■ ARTICOLO ■
========

In definitiva, non vorrei che questa spinta si traducesse all’opinione pubblica dicendo: basterà cambiare qualche piccola azione quotidiana per risolvere il problema.
D.M.
Fa bene D.M. a ricordarmi che sacchetti di plastica e mozziconi di sigaretta sono poca cosa nell’ambito della tematica ambientale, ma pur consapevole della loro “pochezza” li ho riportati come indicatori di contraddizioni il cui ovviarvi non ci costerebbe nulla, e il fatto di non essere apparentemente in grado di rivedere abitudini che non incidono sulle nostre tasche mi fa essere abbastanza scettico e pessimista sulla nostra capacità di autoregolamentazione in materia ambientale, e per cambiare non resterebbe dunque che la via “impositiva”, oppure quella di allettanti ecoincentivi col relativo prezzo (per le casse pubbliche che a sua volta ricadrà sui cittadini, come scrive D.M.).

========

■ CONSEGNA ■
Riporta fedelmente tutto il brano dell'articolo che va da «In definitiva, non» fino a «risolvere il problema.». I record provengono da una fonte diversa dall'articolo.

========

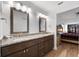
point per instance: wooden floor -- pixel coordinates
(65, 50)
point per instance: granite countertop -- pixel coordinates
(9, 41)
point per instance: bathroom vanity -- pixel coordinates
(29, 46)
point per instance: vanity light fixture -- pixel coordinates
(42, 15)
(18, 6)
(29, 10)
(10, 3)
(24, 8)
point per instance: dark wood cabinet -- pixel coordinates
(32, 48)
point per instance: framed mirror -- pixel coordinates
(19, 21)
(42, 24)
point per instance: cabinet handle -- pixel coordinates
(24, 51)
(27, 50)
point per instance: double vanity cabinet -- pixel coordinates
(31, 48)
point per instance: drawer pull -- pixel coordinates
(24, 51)
(27, 50)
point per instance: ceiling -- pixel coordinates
(52, 6)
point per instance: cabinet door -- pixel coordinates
(32, 51)
(18, 54)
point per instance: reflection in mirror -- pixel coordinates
(19, 21)
(42, 24)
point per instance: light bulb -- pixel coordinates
(29, 10)
(23, 8)
(18, 6)
(10, 3)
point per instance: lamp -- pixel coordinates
(18, 6)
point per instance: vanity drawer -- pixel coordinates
(12, 48)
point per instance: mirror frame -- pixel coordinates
(11, 21)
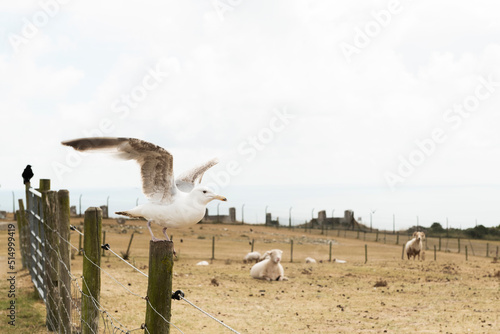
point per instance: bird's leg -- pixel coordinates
(150, 231)
(168, 239)
(165, 234)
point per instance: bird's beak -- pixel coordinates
(219, 197)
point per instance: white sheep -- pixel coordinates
(415, 246)
(310, 260)
(252, 256)
(270, 269)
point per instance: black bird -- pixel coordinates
(27, 174)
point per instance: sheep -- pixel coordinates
(270, 269)
(252, 256)
(310, 260)
(415, 246)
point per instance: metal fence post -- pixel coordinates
(91, 279)
(65, 267)
(21, 226)
(159, 297)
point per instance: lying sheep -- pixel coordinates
(252, 256)
(310, 260)
(271, 268)
(415, 246)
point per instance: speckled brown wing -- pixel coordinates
(156, 163)
(187, 180)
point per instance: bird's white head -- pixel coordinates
(205, 195)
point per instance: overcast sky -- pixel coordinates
(331, 98)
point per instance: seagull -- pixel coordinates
(173, 203)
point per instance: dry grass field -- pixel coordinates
(449, 295)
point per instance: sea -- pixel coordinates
(379, 207)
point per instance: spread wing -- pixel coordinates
(156, 163)
(187, 180)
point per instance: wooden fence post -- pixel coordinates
(49, 204)
(104, 242)
(330, 258)
(22, 227)
(91, 279)
(213, 248)
(159, 295)
(80, 244)
(65, 255)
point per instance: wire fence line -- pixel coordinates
(72, 303)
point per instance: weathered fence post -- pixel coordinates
(330, 257)
(213, 248)
(80, 240)
(159, 295)
(21, 226)
(49, 204)
(472, 248)
(130, 244)
(91, 279)
(104, 242)
(65, 255)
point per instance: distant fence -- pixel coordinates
(73, 303)
(443, 244)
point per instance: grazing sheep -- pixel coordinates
(265, 256)
(252, 256)
(415, 246)
(270, 269)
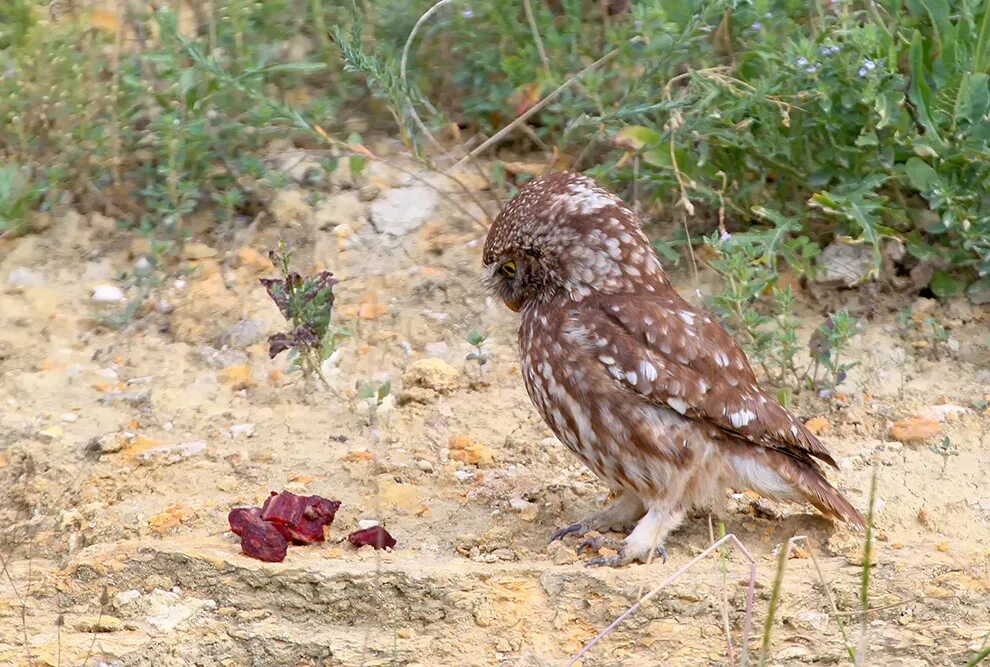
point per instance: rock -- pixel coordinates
(166, 610)
(432, 374)
(290, 208)
(915, 430)
(369, 193)
(245, 333)
(108, 294)
(173, 453)
(195, 251)
(466, 450)
(101, 623)
(242, 431)
(844, 262)
(238, 377)
(109, 443)
(25, 277)
(818, 425)
(941, 413)
(254, 260)
(402, 210)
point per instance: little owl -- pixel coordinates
(649, 392)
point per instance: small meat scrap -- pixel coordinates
(375, 536)
(240, 516)
(266, 531)
(300, 519)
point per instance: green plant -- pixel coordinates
(307, 305)
(18, 196)
(945, 449)
(828, 344)
(476, 339)
(761, 313)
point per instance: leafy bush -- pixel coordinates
(115, 108)
(808, 120)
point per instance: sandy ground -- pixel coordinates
(122, 449)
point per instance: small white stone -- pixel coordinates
(108, 294)
(242, 430)
(519, 505)
(125, 597)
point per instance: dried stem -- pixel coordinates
(536, 108)
(536, 37)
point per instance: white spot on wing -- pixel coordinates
(742, 417)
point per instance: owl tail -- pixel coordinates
(779, 475)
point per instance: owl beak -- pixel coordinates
(513, 305)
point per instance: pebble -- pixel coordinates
(25, 277)
(520, 505)
(432, 373)
(915, 429)
(108, 294)
(245, 333)
(174, 453)
(402, 210)
(242, 430)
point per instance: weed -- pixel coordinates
(18, 196)
(377, 398)
(476, 339)
(306, 304)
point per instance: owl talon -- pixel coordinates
(595, 544)
(621, 558)
(561, 533)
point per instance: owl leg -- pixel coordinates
(645, 543)
(618, 515)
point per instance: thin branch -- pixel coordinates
(536, 108)
(402, 72)
(536, 37)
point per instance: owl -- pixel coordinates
(646, 390)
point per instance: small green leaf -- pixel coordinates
(977, 101)
(944, 285)
(979, 291)
(635, 137)
(921, 174)
(920, 92)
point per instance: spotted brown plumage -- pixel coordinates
(648, 391)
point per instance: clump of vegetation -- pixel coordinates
(945, 449)
(18, 196)
(306, 304)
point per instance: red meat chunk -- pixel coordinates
(260, 539)
(300, 519)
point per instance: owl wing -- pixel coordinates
(673, 355)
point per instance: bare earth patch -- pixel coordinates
(122, 451)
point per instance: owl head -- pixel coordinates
(563, 236)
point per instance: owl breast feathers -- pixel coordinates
(649, 392)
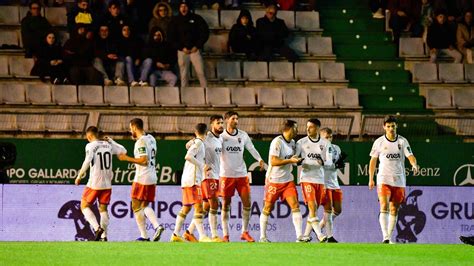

========

■ RISPOSTA ■
In definitiva, non vorrei che questa spinta si traducesse all’opinione pubblica dicendo: basterà cambiare qualche piccola azione quotidiana per risolvere il problema.